CA Rouen, ch. corr., 12 novembre 1998, n° 911-00388

ROUEN

Arrêt

Infirmation

COMPOSITION DE LA JURIDICTION

Président :

M. Catenoix

Substitut :

général: M. Lecue

Conseillers :

Mme Jourdan, M. Cardon

Avocat :

SCP August.

TGI Le Havre, ch. corr., du 1er déc. 199…

1 décembre 1997

Rappel de la procédure:

Georges H a été, à la requête du Ministère public, cité directement par exploit délivré le 30 septembre 1997 à sa personne devant le Tribunal correctionnel du Havre.

Prévention:

Il était prévenu d'avoir au Havre et sur le territoire national, courant 1995, trompé la société Coffea, contractant, sur les qualités substantielles, en l'espèce en vendant sous l'appellation de "truffe" des produits contenant une matière grasse végétale.

Infraction prévue et réprimée par les articles L. 213-1, L. 216-2 et L. 216-3 du Code de la consommation.

Jugement:

Le tribunal par jugement contradictoire du 1er décembre 1997 a relaxé Georges H.

Appel:

Par déclaration au greffe du tribunal en date du 11 décembre 1997, le Ministère public a interjeté appel de cette décision.

Décision:

Rendue après en avoir délibéré conformément à la loi,

En la forme:

- Au vu des énonciations qui précèdent et des pièces de la procédure, l'appel interjeté par le Ministère public dans les formes et délais des articles 498 et suivants du Code de procédure pénale est régulier; il est donc recevable.

- Georges H a été cité devant la cour par exploit d'huissier délivré à sa personne le 22 avril 1998.

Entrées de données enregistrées

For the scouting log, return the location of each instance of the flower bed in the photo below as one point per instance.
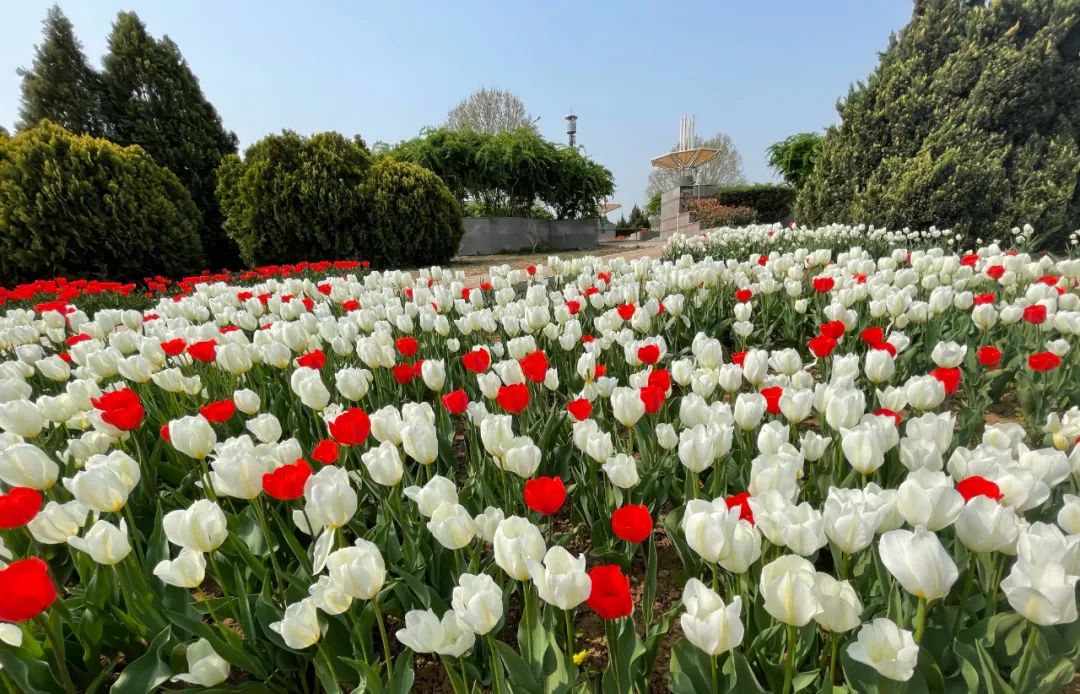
(760, 465)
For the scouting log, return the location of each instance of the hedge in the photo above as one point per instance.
(79, 206)
(415, 219)
(294, 198)
(772, 203)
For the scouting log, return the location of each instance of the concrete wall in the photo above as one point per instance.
(488, 235)
(673, 204)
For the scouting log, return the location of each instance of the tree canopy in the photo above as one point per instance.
(968, 122)
(490, 111)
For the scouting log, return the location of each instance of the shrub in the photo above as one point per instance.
(415, 219)
(771, 203)
(710, 213)
(80, 206)
(510, 173)
(294, 198)
(969, 122)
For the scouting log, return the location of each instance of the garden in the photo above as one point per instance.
(815, 456)
(773, 461)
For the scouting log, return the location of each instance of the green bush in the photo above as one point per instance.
(79, 206)
(415, 219)
(771, 203)
(710, 214)
(510, 173)
(969, 122)
(294, 198)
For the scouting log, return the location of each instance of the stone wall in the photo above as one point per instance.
(488, 235)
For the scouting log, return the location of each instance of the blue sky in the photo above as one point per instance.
(756, 70)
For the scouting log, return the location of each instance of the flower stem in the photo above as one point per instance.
(497, 686)
(58, 655)
(920, 620)
(382, 635)
(1025, 661)
(790, 664)
(832, 660)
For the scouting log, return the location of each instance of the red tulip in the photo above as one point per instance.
(544, 494)
(456, 402)
(513, 398)
(219, 411)
(477, 361)
(610, 593)
(406, 345)
(286, 482)
(660, 379)
(404, 372)
(741, 500)
(652, 397)
(1043, 362)
(326, 451)
(772, 395)
(1036, 314)
(26, 590)
(822, 345)
(174, 348)
(205, 351)
(988, 355)
(949, 378)
(976, 486)
(535, 366)
(120, 408)
(580, 409)
(833, 329)
(351, 426)
(313, 359)
(18, 506)
(632, 522)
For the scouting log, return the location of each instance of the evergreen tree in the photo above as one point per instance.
(61, 85)
(153, 99)
(968, 122)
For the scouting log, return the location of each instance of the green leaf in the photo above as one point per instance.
(146, 672)
(403, 674)
(689, 670)
(517, 669)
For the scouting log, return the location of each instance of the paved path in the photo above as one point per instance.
(652, 248)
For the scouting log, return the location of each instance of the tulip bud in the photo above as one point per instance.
(205, 667)
(886, 648)
(709, 623)
(477, 602)
(299, 626)
(105, 543)
(200, 527)
(562, 579)
(187, 571)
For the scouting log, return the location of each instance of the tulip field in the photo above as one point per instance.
(777, 460)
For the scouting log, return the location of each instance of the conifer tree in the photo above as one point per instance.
(153, 99)
(969, 122)
(61, 85)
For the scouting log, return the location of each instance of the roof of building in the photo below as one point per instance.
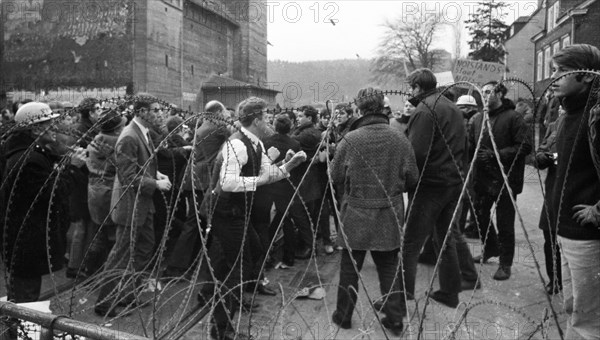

■ But de la tâche: Poursuivez l'arrêt de la cour d'appel de Rouen sur la vente de « truffes » à partir de sa dernière phrase. Les lignes ne jouent aucun rôle dans cet exercice.

■ Résultat obtenu:
Il est présent et assisté. Il sera donc statué par arrêt contradictoire à son égard.

Au fond:

- Georges H est poursuivi, en sa qualité de président de la société X, du délit de tromperie sur les qualités substantielles de la marchandise, infraction prévue et réprimée par les articles L. 213-1, L. 216-2 et L. 216-3 du Code de la consommation pour avoir au Havre et sur le territoire national courant 1995 trompé la société Coffea en lui vendant sous l'appellation de "truffes cacao" des produits contenant une matière grasse végétale.

- Le 27 décembre 1995, les services de la Direction Générale de la Concurrence, de la Consommation et de la Répression des Fraudes (DGCCRF) du Val d'Oise se présentaient au magasin Coffea situé 28-30 avenue de Paris à Soisy sous Montmorency. Ils procédaient à un prélèvement officiel, en trois échantillons, d'un produit mis en vente sous la dénomination de "truffes cacao" non préemballées et revendues par ce magasin au prix de 150 F le kilogramme.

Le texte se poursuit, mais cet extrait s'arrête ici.